* [EXERCISE AIM]:
Copy out the final stretch of the listing: the line that contains "Task: Find the white" and all lines after it, exactly as they appear.

* [SUPPLIED DATA]:
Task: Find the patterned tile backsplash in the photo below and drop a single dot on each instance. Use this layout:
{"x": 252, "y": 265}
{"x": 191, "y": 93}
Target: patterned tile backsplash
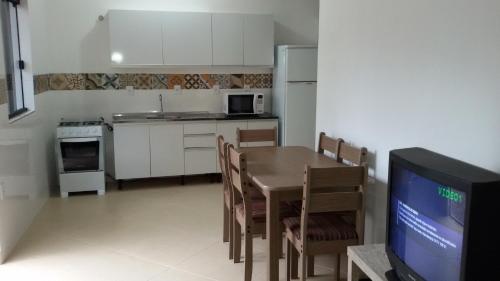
{"x": 143, "y": 81}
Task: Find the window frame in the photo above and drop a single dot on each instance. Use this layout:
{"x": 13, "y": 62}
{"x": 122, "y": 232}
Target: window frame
{"x": 20, "y": 90}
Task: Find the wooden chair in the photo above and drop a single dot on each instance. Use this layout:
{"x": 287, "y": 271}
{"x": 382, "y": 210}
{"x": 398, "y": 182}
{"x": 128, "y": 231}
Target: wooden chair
{"x": 329, "y": 144}
{"x": 227, "y": 195}
{"x": 351, "y": 155}
{"x": 249, "y": 213}
{"x": 321, "y": 229}
{"x": 253, "y": 136}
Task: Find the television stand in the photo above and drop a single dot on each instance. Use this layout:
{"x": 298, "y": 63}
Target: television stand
{"x": 367, "y": 261}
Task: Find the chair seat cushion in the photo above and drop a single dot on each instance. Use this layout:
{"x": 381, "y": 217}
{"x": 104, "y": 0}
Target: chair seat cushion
{"x": 259, "y": 210}
{"x": 323, "y": 227}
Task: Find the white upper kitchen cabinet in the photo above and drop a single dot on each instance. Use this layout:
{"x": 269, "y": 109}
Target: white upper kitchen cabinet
{"x": 258, "y": 40}
{"x": 132, "y": 151}
{"x": 135, "y": 38}
{"x": 187, "y": 38}
{"x": 167, "y": 150}
{"x": 227, "y": 39}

* [WRITTEN RESPONSE]:
Task: Find the white upper kitchen cabinet in the photo above and drop a single dot on each instance. Use this layout:
{"x": 269, "y": 109}
Target: white upper kitchen cabinet
{"x": 258, "y": 40}
{"x": 132, "y": 151}
{"x": 135, "y": 38}
{"x": 187, "y": 38}
{"x": 167, "y": 150}
{"x": 227, "y": 39}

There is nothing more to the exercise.